* What is needed:
To complete the exercise, repeat every record exactly as it stands.

* Record excerpts:

• • •

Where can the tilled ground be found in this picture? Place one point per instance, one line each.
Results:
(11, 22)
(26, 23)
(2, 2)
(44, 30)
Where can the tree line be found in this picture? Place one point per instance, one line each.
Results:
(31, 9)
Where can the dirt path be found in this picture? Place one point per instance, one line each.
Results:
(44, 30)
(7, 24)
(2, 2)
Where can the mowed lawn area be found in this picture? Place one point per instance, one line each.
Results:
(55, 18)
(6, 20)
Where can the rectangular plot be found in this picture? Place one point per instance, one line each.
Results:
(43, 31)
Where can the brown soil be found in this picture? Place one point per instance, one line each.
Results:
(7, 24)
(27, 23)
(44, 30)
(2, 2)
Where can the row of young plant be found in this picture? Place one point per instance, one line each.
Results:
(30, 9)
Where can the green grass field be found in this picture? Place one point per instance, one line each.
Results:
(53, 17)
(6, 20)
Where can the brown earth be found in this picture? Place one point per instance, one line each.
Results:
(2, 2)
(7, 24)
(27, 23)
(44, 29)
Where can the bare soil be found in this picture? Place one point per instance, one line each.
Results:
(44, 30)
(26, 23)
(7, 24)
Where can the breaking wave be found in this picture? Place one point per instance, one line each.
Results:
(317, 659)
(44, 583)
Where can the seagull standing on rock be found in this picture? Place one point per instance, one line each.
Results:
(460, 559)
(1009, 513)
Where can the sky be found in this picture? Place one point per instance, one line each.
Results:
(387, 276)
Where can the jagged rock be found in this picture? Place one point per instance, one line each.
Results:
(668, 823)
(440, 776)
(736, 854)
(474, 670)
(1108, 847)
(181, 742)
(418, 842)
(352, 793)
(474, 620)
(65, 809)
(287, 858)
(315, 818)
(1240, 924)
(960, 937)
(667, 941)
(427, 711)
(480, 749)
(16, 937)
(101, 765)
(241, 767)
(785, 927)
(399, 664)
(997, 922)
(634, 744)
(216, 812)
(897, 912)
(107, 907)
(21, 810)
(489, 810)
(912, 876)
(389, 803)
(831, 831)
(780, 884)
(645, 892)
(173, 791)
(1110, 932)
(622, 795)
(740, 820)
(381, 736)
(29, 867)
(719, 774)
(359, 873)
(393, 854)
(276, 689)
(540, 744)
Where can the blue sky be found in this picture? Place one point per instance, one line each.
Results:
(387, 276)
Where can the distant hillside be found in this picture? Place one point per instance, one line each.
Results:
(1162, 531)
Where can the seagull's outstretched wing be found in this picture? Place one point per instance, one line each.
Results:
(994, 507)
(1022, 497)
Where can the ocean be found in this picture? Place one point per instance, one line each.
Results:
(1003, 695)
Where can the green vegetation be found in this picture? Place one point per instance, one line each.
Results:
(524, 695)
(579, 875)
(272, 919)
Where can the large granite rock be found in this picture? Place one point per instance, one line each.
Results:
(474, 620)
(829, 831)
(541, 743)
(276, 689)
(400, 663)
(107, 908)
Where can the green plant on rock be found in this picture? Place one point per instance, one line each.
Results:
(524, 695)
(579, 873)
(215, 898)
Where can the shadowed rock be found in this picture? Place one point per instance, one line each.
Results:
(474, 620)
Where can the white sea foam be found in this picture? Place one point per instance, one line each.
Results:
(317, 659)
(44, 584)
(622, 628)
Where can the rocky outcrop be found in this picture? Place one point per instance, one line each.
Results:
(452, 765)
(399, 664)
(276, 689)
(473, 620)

• • •

* Response:
Where can the tilled ground be found in this picture? Place one point per instance, one line each.
Results:
(11, 22)
(26, 23)
(2, 2)
(44, 30)
Where can the tree line be found in this picture? Place one point per instance, one line each.
Results:
(31, 9)
Where can the dirt path be found in this picture? Place one point per instance, one line each.
Results:
(44, 30)
(7, 24)
(2, 2)
Where can the mowed lawn area be found in this picture? Place one point per instance, one line each.
Results:
(55, 18)
(6, 20)
Where can the rectangular plot be found in this picture? Place one point per instance, one line each.
Results:
(43, 31)
Where can the brown soil be found in this picture? Place one point per instance, one line each.
Results:
(7, 24)
(27, 23)
(44, 30)
(2, 2)
Where can the row of young plant be found in this picture? Place one point per instance, one line each.
Results:
(30, 9)
Where can the green grass field be found in this picture? Place one point per instance, one line each.
Results:
(53, 17)
(6, 20)
Where can the brown earth be found in this picture? Place one point per instance, one line each.
Results:
(2, 2)
(7, 24)
(27, 23)
(44, 29)
Where can the bare soil be found in this picture? Place one point per instance, one line each.
Results:
(44, 30)
(26, 23)
(7, 24)
Where can the breaking wave be found in this picture? Place one point per instance, one line each.
Results:
(317, 659)
(44, 583)
Where can the seagull standing on rock be found in this picture? Place one point per instance, one line each.
Results:
(460, 559)
(1009, 513)
Where can the sky be found in this picture? Place one point per instance, one line each.
Results:
(387, 276)
Where can the jagged rock be found in this picture? Place one point per instance, one line each.
Results:
(668, 823)
(440, 776)
(736, 854)
(474, 670)
(1108, 847)
(181, 742)
(418, 842)
(352, 793)
(474, 620)
(65, 809)
(287, 858)
(315, 818)
(1240, 924)
(960, 937)
(667, 941)
(427, 711)
(480, 749)
(16, 937)
(101, 765)
(241, 767)
(785, 927)
(399, 664)
(997, 922)
(634, 744)
(216, 812)
(897, 912)
(107, 907)
(21, 810)
(489, 810)
(912, 876)
(389, 803)
(831, 831)
(780, 884)
(645, 892)
(173, 791)
(1110, 932)
(622, 795)
(740, 820)
(381, 736)
(29, 867)
(719, 774)
(359, 873)
(393, 854)
(276, 689)
(540, 744)
Where can the blue sky be found in this picture? Place one point per instance, one line each.
Results:
(387, 276)
Where can the distant hillside be found in this picture? Place one point per instance, one line each.
Results:
(1162, 531)
Where can the seagull's outstretched wing be found in this picture? Place one point per instance, one line each.
Results:
(994, 507)
(1022, 497)
Where can the ocean be found in this picture? Place one point per instance, one line each.
Results:
(1003, 695)
Where can the green vegetation be found in this picture? Place one point per instance, one line each.
Results:
(524, 695)
(579, 875)
(272, 919)
Where can the large granite rock be found in this picture? Place one point per instance, one line each.
Results:
(474, 620)
(829, 831)
(541, 743)
(276, 689)
(400, 663)
(107, 908)
Where can the green plant on rock be found in this picture? Place one point per instance, one line each.
Results:
(524, 695)
(579, 873)
(215, 898)
Where can the shadowed rock be found in this picture? Place one point per instance, one line each.
Results:
(474, 620)
Where can the white sea foam be found in this picture? Place one point per instance, one line each.
Results:
(317, 659)
(44, 584)
(622, 628)
Where can the rocky outcrop be found in this picture? Place one point per instance, one line each.
Results:
(452, 765)
(399, 664)
(276, 689)
(473, 620)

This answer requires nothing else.